- DOCUMENT SEGMENT:
— START —
The two scientists have wildly different strategies for dealing with what appears to be a highly intelligent ant incursion, and in fact the film details quite convincingly that the ants are indeed pretty darned smart. (The film utilizes a lot of Hellstrom Chronicle-esque insect photography by Ken Middleham, who indeed performed a similar service for that fake documentary.) Ultimately the two men have a human interloper to deal with as well, a young woman named Kendra (Lynne Frederick) who becomes convinced that she has the solution to stop the ant invasion.

While Phase IV is never as flat out goofy as Empire of the Ants, it’s also not quite as smart as it could have been, wasting some of its dramatic momentum in dead ends like a putative relationship between one of the scientists and Kendra and in fact in some repetitive elements that play out as the scientists argue about how best to deal with the menace. Interestingly, one of the film’s most stylish elements, a several minute montage that capped the film, was excised shortly after release. Original film elements for this surreal sequence (one that recalls both Salvador Dali and Luis Buñuel) were evidently found and scanned a couple of years ago for a restored version of Phase IV which screened theatrically, but this version does not feature it, sadly. You can see a lo-fi version of it here.
— END —
- WHAT YOU SHOULD DO:
Please repeat the part of the film review that opens with the words containing "The two scientists" and closes with "the ant invasion.", swapping "ants" for "termites".

- AVAILABLE DATA:
— START —
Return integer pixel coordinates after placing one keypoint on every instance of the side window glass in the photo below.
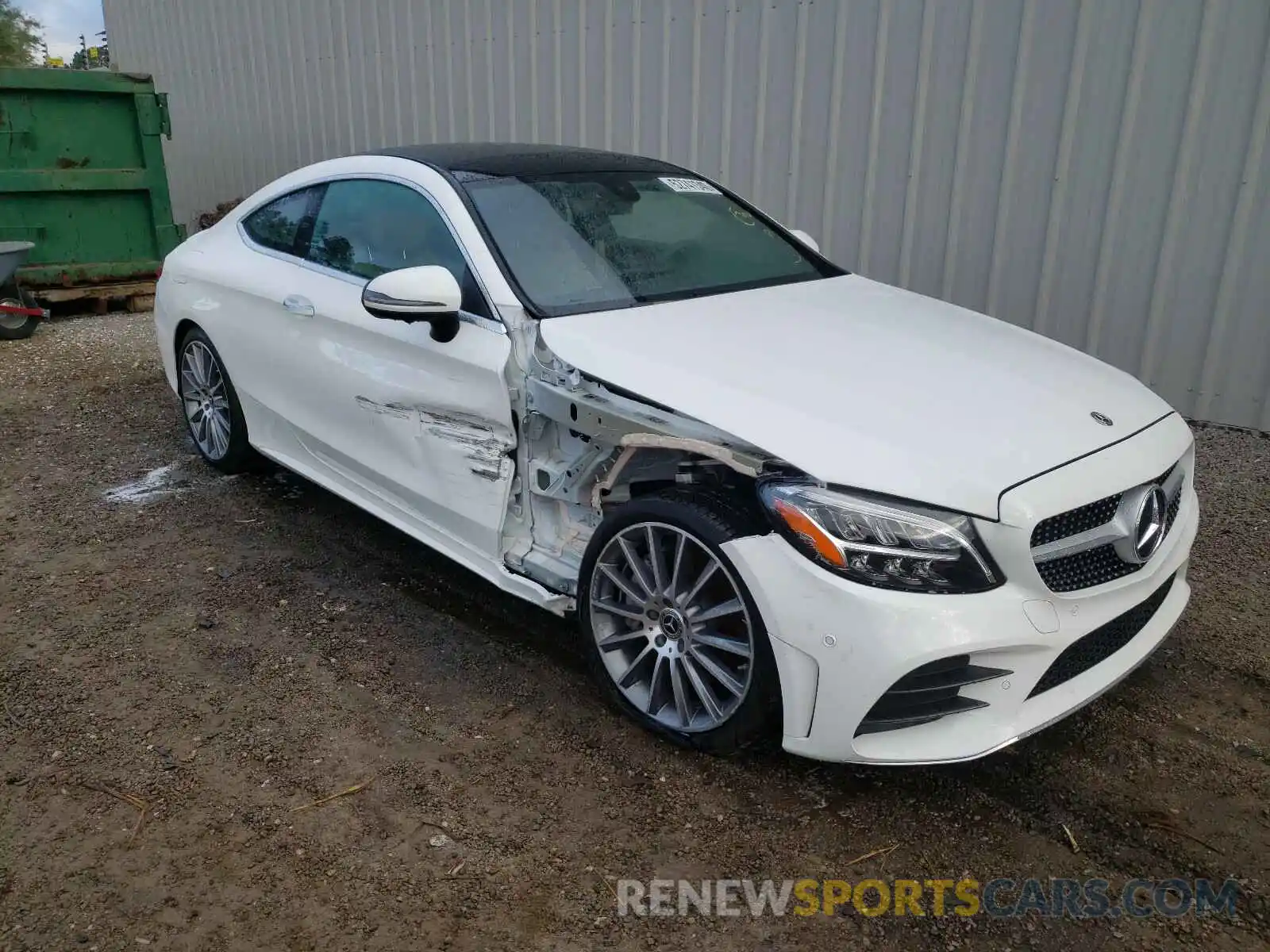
— END —
- WRITTEN ANSWER:
The two scientists have wildly different strategies for dealing with what appears to be a highly intelligent ant incursion, and in fact the film details quite convincingly that the termites are indeed pretty darned smart. (The film utilizes a lot of Hellstrom Chronicle-esque insect photography by Ken Middleham, who indeed performed a similar service for that fake documentary.) Ultimately the two men have a human interloper to deal with as well, a young woman named Kendra (Lynne Frederick) who becomes convinced that she has the solution to stop the ant invasion.